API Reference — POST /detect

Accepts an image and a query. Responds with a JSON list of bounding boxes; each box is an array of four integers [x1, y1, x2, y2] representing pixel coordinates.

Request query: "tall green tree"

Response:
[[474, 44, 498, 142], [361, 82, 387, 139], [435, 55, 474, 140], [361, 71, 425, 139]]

==

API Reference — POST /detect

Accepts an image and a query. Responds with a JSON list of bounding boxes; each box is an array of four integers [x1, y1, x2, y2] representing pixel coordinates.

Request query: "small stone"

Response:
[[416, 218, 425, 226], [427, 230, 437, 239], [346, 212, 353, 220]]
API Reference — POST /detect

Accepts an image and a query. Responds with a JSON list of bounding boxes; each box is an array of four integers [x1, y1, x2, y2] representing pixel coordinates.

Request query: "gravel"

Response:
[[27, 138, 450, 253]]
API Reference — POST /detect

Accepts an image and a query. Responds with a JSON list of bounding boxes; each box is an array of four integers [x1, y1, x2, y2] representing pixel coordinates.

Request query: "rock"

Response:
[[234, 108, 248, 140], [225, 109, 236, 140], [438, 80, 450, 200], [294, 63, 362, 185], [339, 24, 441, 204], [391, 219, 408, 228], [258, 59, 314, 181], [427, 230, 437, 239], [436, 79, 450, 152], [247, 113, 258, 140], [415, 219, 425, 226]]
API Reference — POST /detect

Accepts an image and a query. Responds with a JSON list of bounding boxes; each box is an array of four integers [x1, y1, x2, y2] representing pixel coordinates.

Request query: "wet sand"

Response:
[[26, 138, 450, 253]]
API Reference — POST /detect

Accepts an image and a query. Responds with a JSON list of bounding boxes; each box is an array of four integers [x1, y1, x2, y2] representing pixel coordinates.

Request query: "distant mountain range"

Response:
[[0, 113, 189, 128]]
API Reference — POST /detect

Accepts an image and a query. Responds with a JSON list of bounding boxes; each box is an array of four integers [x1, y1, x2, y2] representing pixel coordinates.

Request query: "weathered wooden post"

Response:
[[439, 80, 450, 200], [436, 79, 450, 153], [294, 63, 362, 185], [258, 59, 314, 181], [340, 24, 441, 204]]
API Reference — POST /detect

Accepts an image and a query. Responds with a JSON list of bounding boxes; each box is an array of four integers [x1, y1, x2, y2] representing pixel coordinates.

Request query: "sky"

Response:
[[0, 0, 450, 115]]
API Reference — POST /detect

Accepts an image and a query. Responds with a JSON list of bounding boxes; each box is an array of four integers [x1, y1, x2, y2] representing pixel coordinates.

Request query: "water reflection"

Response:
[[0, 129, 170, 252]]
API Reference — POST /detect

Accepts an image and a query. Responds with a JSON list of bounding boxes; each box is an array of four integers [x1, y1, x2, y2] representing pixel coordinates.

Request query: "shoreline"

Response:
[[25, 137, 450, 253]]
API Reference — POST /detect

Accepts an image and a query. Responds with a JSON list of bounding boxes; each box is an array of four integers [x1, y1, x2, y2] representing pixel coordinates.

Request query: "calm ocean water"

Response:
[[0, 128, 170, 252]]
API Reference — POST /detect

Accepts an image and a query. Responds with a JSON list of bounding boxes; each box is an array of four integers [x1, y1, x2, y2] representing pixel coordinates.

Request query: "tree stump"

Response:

## Task description
Pull out every line in the items that contains the word "tree". Case counts.

## Response below
Request query: "tall green tree"
Request query: "tree stump"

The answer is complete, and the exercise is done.